== Request ==
Could you rewrite only the part of the rows that opens with the line containing "Target: person in dark coat" and runs through the last row, including that line, with every point coordinate in the answers offset by 5, the requests kept in, and the pictures left out?

== Task inputs ==
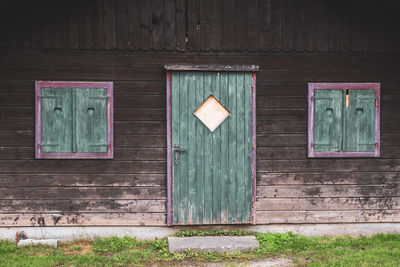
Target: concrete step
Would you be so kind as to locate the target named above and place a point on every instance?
(213, 243)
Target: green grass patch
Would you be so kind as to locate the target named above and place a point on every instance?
(376, 250)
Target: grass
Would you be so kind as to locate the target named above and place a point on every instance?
(376, 250)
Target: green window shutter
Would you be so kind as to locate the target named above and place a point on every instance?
(56, 120)
(328, 120)
(359, 121)
(90, 120)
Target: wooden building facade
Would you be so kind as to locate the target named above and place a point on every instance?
(128, 43)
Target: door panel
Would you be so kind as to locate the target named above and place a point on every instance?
(211, 171)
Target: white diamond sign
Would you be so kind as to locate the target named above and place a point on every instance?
(212, 113)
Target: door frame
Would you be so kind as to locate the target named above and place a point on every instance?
(211, 68)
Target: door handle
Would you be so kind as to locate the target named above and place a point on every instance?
(177, 150)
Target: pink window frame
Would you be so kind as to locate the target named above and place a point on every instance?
(311, 89)
(38, 124)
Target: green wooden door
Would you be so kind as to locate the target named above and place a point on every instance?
(212, 177)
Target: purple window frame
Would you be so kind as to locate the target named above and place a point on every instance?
(244, 68)
(38, 124)
(371, 86)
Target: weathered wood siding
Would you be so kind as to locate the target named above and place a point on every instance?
(198, 25)
(131, 189)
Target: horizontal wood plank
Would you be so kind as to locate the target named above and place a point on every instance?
(80, 206)
(328, 204)
(82, 180)
(83, 193)
(295, 191)
(79, 219)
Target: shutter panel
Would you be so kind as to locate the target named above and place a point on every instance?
(91, 120)
(328, 120)
(360, 121)
(56, 104)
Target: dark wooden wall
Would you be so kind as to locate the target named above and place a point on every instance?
(131, 189)
(196, 25)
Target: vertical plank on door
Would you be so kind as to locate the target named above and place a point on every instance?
(200, 155)
(247, 148)
(224, 151)
(175, 88)
(192, 185)
(216, 186)
(208, 161)
(232, 147)
(240, 145)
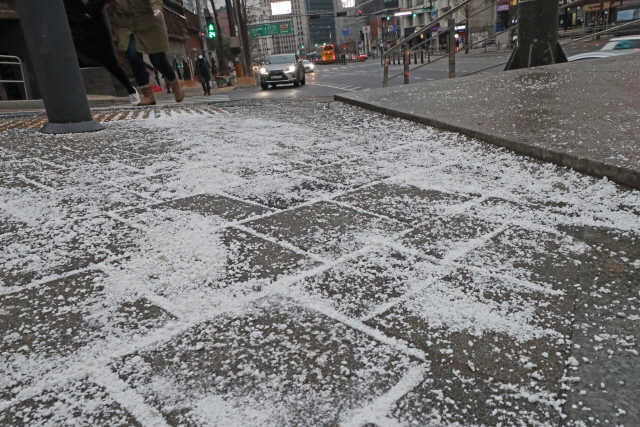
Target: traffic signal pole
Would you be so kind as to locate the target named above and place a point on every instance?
(46, 31)
(537, 35)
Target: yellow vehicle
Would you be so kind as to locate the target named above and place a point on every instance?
(326, 54)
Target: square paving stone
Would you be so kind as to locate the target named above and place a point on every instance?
(349, 174)
(228, 209)
(78, 403)
(46, 324)
(284, 191)
(62, 246)
(275, 364)
(536, 256)
(487, 327)
(157, 187)
(326, 229)
(440, 236)
(402, 202)
(250, 258)
(358, 286)
(450, 397)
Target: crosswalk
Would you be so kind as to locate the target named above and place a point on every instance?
(192, 99)
(346, 88)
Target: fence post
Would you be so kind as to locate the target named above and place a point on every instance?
(385, 79)
(407, 64)
(452, 48)
(46, 31)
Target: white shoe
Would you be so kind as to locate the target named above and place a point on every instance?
(134, 98)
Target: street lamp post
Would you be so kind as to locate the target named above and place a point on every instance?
(46, 31)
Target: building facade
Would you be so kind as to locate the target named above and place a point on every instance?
(184, 36)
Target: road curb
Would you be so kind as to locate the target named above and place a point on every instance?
(38, 104)
(590, 166)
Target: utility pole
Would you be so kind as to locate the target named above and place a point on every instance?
(452, 48)
(46, 31)
(537, 35)
(203, 38)
(219, 50)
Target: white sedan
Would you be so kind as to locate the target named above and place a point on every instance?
(615, 47)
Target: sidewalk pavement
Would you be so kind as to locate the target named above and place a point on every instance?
(582, 115)
(314, 264)
(98, 101)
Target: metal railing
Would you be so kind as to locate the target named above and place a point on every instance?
(13, 61)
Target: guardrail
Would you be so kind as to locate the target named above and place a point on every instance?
(13, 61)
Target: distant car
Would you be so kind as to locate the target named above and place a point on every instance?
(282, 69)
(616, 47)
(308, 66)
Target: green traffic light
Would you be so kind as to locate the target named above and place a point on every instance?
(211, 31)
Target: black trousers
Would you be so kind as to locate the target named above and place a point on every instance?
(205, 85)
(158, 60)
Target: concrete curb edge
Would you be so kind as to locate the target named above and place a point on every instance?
(621, 175)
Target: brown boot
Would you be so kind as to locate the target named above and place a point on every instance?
(176, 88)
(149, 98)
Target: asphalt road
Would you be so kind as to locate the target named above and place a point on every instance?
(329, 80)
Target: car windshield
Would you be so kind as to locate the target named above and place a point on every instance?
(622, 44)
(281, 59)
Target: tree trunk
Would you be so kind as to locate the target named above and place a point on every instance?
(467, 42)
(244, 30)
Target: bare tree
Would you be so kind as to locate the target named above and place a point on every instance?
(218, 41)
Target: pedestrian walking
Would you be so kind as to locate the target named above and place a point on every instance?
(203, 72)
(92, 40)
(142, 30)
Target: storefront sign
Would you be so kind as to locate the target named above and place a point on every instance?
(596, 6)
(271, 29)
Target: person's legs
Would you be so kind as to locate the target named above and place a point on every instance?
(137, 64)
(119, 74)
(159, 60)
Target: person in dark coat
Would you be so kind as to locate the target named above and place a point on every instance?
(92, 40)
(141, 29)
(203, 72)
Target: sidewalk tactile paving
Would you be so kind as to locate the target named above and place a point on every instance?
(128, 114)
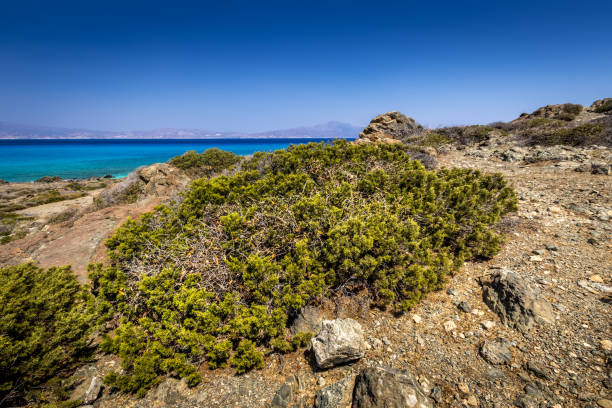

== Response to the task ==
Target: person in dark coat
Would you be so kind as to locate the target named above and place a point on every instance?
(97, 45)
(146, 34)
(208, 77)
Target: sidewalk tactile paving
Would you be so kind as to locate the target named above and place a point on every instance?
(133, 119)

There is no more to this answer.